> Written instruction: Convert the lines into a numbered list, starting with the line that contains "In this photo, where can the roof eave" and going on through the last line, and leave out any blank lines.
─── Data for processing
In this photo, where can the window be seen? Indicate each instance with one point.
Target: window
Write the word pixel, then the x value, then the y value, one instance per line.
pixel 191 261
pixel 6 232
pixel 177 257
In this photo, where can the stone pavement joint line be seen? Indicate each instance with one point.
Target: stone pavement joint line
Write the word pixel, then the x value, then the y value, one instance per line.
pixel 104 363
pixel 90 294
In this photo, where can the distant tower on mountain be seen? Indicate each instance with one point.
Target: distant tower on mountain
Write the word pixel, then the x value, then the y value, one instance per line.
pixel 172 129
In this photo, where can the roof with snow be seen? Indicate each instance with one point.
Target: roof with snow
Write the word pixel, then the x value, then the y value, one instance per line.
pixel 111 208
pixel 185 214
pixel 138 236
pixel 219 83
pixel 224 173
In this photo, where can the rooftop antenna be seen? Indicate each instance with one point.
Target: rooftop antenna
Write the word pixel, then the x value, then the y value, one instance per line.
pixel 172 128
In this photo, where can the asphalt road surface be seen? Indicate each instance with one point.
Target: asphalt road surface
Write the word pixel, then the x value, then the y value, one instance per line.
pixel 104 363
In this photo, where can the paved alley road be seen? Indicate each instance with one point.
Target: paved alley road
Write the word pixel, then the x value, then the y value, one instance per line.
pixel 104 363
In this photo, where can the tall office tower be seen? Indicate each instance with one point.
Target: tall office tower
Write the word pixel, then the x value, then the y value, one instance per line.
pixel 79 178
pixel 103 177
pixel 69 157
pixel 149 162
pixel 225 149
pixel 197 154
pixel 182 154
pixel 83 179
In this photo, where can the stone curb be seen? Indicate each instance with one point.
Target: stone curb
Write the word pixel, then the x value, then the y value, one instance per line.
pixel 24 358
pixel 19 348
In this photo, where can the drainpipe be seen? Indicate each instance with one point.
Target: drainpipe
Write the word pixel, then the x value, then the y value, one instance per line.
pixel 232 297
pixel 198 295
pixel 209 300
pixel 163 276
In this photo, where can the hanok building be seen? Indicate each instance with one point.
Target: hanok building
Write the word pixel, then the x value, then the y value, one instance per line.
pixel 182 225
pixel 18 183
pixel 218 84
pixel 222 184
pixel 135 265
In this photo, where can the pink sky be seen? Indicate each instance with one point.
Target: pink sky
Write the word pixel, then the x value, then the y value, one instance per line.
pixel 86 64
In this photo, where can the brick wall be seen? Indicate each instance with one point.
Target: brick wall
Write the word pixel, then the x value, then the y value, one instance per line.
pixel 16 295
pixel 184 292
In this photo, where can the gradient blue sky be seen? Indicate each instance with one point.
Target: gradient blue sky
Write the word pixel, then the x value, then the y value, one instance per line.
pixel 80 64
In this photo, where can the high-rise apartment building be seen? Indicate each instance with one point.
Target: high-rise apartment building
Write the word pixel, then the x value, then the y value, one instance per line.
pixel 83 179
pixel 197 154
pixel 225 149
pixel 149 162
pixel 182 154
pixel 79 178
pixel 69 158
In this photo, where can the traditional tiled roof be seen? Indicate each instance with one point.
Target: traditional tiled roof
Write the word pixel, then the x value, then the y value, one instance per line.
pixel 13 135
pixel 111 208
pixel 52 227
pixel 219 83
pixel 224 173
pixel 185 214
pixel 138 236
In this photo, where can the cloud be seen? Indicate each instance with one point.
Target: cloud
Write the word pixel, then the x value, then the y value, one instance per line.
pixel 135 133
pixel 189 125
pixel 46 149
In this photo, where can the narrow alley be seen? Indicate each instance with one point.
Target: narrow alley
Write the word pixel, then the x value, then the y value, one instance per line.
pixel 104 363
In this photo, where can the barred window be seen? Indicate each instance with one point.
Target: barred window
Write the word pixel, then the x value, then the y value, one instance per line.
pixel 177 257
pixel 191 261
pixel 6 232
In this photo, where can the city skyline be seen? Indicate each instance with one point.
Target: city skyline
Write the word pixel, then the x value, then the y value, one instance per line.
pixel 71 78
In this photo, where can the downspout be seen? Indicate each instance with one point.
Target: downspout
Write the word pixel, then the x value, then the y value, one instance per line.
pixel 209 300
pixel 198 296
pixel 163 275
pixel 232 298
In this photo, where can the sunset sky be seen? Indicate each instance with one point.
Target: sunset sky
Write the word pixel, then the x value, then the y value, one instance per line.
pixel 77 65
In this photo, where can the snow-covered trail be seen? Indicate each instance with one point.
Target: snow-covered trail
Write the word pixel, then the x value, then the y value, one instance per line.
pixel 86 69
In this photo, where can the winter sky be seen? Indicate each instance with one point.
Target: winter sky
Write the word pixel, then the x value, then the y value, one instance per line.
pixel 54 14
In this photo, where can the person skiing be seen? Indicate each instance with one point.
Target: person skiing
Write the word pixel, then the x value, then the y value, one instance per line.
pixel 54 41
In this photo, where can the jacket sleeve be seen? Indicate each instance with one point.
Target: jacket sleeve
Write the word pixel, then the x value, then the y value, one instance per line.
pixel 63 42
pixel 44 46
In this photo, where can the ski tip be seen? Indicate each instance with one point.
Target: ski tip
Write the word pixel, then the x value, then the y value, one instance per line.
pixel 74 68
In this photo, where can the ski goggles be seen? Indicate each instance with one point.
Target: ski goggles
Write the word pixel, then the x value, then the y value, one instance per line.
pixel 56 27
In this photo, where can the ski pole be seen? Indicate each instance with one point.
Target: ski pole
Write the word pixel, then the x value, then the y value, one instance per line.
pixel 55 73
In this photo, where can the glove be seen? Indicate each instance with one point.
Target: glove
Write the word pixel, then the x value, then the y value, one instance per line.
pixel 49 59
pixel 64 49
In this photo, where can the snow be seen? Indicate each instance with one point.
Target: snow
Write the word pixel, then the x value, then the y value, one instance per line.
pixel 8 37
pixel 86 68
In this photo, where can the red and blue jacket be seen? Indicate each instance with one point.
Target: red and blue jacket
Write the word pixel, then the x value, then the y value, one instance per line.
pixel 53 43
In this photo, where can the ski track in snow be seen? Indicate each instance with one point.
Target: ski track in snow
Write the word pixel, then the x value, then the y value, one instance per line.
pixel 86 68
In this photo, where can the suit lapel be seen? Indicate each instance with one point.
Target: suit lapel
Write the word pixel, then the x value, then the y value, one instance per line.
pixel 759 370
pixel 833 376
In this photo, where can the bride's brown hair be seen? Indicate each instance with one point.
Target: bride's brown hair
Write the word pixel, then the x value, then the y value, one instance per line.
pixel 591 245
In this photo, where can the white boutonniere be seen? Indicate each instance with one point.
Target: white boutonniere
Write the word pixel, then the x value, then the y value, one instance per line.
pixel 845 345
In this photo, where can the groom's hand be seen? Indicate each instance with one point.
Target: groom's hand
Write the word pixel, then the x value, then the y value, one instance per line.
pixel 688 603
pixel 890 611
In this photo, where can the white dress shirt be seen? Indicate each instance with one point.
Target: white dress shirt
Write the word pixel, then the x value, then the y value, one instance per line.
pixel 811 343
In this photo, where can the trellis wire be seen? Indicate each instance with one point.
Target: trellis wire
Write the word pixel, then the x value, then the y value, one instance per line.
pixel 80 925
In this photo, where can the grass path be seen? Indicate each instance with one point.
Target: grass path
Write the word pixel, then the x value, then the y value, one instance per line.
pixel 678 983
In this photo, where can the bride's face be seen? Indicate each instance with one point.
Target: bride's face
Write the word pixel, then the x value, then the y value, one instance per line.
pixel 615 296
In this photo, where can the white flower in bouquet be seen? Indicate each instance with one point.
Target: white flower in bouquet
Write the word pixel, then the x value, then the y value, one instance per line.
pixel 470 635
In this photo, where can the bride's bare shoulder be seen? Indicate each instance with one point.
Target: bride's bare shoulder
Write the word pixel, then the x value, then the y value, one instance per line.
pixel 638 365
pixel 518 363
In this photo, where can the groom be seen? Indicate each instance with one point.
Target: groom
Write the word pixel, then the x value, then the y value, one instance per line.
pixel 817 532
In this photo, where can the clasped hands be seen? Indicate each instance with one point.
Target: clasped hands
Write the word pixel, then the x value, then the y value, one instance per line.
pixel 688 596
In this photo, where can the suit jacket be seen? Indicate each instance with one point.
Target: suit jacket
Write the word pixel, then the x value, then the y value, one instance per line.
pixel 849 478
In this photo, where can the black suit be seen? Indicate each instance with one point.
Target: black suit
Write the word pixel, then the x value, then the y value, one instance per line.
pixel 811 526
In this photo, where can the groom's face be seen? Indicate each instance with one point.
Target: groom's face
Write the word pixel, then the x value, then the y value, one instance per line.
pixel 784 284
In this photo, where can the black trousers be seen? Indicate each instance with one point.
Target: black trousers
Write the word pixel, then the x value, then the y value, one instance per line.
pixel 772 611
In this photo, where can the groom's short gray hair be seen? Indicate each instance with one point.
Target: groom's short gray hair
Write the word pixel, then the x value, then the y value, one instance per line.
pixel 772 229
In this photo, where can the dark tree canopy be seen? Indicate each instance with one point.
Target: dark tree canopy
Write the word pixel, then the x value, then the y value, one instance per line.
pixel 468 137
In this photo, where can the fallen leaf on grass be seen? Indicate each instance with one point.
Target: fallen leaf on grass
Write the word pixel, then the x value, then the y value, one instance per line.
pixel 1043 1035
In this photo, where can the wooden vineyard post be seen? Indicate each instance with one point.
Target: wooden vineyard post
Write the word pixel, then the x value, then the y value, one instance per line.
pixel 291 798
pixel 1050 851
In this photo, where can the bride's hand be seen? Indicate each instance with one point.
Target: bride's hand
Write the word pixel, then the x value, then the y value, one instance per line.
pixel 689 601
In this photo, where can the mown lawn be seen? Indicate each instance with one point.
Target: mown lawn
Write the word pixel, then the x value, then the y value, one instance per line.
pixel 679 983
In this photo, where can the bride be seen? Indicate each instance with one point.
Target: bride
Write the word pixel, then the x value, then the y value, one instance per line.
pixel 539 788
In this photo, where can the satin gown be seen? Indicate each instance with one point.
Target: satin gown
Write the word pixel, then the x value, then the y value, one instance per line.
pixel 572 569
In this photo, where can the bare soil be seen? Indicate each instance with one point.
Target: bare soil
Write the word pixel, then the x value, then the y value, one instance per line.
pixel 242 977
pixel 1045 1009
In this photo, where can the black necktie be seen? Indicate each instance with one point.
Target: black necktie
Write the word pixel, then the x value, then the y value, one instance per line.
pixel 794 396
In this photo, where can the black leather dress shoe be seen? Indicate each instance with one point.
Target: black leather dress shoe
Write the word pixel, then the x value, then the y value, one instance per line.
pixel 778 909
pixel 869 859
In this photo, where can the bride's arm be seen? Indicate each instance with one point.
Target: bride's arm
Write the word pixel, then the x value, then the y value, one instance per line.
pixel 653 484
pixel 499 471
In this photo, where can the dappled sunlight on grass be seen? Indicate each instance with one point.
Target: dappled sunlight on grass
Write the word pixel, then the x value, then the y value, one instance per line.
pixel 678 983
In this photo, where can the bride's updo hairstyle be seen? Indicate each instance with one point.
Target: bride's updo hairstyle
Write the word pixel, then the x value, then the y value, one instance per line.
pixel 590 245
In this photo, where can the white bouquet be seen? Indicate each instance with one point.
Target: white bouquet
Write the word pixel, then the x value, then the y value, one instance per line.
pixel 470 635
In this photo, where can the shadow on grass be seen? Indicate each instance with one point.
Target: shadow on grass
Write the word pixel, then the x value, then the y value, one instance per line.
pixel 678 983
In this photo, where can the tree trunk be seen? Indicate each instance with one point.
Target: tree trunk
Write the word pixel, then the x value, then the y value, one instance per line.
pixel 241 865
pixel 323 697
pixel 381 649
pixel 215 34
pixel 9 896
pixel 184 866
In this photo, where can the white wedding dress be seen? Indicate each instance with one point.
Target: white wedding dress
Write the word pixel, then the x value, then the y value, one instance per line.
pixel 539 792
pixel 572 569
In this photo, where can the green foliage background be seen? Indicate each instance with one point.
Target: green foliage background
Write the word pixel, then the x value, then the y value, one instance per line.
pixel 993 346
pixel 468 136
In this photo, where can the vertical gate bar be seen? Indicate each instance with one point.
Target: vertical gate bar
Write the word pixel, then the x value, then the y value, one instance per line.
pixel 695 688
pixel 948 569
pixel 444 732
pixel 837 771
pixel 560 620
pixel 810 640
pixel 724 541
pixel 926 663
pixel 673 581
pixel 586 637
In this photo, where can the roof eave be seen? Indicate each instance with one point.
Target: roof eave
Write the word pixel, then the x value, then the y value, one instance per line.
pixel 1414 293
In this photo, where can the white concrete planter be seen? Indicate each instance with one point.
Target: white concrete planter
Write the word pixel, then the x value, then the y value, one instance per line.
──────
> Written response:
1. In this photo, where can the roof eave be seen? Indicate each instance with one point.
2. Target: roof eave
3. Write the word pixel, then the x value, then the y value, one instance per line.
4. pixel 1414 293
5. In this photo, where can the white concrete planter be seen? Indicate each instance with one point.
6. Target: white concrete planter
7. Write the word pixel, then the x value, then the y value, one instance per line.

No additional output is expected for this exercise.